- WHAT YOU WILL DO
Run through the records and, wherever a line holds the word "pendulum", return that line.

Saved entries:

%%

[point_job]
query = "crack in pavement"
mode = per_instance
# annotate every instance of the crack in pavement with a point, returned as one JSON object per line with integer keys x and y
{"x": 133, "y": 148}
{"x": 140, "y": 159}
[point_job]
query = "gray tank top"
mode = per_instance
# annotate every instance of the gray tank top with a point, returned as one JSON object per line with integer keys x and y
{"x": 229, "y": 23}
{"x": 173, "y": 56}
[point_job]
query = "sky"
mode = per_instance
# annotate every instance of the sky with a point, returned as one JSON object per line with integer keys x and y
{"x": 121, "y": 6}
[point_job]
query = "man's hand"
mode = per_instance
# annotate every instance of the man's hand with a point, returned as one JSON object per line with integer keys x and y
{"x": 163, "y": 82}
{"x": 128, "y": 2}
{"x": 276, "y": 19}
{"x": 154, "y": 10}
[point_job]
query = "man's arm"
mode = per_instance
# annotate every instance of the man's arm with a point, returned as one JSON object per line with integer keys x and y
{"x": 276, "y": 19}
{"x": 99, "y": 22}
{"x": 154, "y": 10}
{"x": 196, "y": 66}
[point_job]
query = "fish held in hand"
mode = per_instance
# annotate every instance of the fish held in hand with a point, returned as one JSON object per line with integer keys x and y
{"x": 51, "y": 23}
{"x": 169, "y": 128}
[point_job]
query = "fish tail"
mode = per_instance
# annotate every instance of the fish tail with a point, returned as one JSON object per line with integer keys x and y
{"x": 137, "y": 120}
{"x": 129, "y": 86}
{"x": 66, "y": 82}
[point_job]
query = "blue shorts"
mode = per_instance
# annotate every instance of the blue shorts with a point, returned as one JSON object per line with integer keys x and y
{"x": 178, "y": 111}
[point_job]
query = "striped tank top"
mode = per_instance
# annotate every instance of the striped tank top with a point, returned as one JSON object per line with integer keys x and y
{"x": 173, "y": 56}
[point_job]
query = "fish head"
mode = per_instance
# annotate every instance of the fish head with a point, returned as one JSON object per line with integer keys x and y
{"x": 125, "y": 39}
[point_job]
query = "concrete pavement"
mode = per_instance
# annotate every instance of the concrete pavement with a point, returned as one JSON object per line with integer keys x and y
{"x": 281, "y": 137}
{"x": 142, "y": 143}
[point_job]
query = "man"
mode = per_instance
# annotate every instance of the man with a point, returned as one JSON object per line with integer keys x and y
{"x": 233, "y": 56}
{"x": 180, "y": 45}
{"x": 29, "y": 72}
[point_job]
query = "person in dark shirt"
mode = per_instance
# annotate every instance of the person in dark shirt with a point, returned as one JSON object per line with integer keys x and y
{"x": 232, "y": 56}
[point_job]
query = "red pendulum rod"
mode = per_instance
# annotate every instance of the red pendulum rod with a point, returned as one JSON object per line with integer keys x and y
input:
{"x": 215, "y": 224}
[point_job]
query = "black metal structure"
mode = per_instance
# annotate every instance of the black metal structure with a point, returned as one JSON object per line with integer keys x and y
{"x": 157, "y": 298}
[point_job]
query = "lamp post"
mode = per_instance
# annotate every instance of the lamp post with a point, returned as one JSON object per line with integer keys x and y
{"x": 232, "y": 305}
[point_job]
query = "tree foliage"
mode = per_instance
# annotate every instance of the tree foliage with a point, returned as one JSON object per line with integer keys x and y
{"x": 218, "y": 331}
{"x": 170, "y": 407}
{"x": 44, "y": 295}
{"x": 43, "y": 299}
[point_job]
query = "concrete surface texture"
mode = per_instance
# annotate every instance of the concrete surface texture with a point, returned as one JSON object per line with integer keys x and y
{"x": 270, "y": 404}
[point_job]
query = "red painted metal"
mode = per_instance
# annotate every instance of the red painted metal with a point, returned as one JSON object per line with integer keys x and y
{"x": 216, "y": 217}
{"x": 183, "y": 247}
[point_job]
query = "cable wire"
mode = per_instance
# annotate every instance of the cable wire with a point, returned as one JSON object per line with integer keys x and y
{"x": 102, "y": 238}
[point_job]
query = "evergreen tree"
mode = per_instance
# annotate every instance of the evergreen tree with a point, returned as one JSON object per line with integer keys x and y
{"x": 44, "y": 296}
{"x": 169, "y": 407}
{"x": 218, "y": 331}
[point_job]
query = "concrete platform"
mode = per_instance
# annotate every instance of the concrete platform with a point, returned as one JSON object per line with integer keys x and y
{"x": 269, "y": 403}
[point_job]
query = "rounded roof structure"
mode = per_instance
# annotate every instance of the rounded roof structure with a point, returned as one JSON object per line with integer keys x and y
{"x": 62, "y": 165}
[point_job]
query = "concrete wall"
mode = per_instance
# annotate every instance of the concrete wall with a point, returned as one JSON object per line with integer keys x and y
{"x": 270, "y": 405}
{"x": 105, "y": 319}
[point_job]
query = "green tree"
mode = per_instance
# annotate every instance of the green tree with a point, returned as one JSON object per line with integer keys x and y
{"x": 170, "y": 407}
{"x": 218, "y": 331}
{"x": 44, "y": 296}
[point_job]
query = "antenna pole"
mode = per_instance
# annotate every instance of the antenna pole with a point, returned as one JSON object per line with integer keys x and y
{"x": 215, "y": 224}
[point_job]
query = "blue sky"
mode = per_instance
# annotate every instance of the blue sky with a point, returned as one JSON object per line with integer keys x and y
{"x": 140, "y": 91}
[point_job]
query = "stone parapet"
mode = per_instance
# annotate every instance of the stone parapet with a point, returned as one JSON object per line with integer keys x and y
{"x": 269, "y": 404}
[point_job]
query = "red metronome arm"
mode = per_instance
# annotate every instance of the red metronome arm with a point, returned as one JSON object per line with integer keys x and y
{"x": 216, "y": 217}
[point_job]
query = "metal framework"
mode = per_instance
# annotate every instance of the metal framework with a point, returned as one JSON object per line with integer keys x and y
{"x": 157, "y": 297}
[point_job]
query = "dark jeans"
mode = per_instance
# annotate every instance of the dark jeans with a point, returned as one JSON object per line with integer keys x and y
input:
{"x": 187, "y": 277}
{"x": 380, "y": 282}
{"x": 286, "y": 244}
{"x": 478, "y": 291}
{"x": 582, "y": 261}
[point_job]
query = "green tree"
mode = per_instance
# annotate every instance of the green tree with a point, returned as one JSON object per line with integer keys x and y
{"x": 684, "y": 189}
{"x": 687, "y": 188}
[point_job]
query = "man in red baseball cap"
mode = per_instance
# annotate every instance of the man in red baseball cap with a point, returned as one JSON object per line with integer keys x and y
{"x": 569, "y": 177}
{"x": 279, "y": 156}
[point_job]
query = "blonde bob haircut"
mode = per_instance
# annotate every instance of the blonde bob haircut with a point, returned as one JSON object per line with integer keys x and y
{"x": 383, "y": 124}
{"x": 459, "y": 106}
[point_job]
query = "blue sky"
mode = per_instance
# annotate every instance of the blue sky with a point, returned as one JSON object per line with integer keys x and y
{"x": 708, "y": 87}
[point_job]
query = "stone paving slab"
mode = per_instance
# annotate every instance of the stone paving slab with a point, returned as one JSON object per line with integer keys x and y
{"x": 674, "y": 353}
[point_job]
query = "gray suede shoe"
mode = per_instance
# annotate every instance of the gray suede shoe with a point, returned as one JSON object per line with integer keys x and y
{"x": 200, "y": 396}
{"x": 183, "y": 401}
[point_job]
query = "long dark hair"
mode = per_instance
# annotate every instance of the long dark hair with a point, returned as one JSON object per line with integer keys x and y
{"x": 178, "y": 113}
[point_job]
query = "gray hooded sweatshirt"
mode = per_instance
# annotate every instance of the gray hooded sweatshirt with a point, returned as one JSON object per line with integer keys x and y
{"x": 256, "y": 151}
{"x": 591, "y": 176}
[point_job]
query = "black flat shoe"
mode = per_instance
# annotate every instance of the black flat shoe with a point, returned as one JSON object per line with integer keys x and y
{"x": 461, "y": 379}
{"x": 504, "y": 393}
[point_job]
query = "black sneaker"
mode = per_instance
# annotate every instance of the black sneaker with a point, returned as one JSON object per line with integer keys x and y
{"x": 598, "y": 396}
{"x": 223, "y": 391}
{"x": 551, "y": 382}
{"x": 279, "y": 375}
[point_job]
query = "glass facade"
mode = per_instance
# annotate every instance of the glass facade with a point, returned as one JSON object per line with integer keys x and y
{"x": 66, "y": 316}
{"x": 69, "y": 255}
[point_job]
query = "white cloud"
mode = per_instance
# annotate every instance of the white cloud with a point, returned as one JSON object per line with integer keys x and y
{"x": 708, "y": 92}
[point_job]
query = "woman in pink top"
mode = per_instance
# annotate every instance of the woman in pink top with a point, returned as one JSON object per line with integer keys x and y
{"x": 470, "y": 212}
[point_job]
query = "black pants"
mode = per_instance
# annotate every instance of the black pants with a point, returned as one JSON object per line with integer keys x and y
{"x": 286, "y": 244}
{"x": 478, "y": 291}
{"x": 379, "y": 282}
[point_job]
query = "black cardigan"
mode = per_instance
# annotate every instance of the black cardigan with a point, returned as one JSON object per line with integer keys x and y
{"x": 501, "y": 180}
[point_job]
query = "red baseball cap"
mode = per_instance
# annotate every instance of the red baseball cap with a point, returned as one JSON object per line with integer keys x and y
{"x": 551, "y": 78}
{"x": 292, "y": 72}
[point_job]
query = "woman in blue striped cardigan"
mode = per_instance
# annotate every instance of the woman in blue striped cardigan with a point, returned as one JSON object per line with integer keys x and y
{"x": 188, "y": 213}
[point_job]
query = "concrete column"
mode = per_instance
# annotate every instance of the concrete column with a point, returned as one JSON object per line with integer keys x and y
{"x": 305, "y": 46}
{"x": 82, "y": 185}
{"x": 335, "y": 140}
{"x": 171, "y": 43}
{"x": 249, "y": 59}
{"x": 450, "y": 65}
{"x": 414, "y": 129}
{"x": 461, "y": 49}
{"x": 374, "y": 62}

%%

- RESULT OF THIS EXERCISE
query = "red pendulum rod"
# annotate every instance of the red pendulum rod with a point, returned as one JSON object per line with integer keys x and y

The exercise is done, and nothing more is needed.